* **TASK BRIEF**: The material must be repeated exactly, with every line intact.
-.-.-
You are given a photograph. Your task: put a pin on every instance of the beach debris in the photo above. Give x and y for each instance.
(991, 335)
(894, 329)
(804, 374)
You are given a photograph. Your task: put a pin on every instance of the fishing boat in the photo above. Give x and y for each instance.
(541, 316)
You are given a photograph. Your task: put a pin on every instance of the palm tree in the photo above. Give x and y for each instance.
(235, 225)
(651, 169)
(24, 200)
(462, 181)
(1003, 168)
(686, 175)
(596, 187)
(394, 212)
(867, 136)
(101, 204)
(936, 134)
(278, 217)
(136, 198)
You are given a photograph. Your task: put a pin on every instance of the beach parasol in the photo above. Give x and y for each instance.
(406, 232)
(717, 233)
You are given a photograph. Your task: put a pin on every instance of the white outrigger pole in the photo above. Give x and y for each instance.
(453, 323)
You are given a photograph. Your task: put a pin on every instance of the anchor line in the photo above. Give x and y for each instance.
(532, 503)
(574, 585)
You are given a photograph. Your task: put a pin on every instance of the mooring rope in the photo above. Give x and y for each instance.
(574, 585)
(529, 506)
-.-.-
* **YOUR SOLUTION**:
You are given a photograph. Your task: put a pin on every instance of the beach debris in the photo above. Give x and y for each instance.
(991, 335)
(894, 329)
(804, 374)
You are given a photograph. Your task: put a pin on every instance of the fishing boat in the photo above. Give x and y for each instance.
(541, 316)
You are given a photograph. Your task: put a pin on every instance of the palm tree in the photo above. Give x and y for each instance.
(235, 225)
(651, 169)
(24, 200)
(462, 181)
(1003, 168)
(686, 175)
(596, 187)
(394, 212)
(867, 136)
(101, 204)
(936, 134)
(278, 217)
(136, 198)
You are given a photograph. Your task: put a pin on every instance of the beach parasol in the photo above. Give x and y for each instance.
(406, 232)
(717, 233)
You are given a photograph. Your task: put a pin on every instance of the white outrigger pole in the photo above. Give x and y for each instance.
(453, 323)
You are given a photograph. Your task: put a pin on every instance of the anchor line in the photo above. Give x and y for each instance.
(532, 503)
(574, 585)
You are given a photograph. Your task: put a pin on every instance of the mooring rope in the photo above. Give x and y for each instance.
(574, 585)
(529, 506)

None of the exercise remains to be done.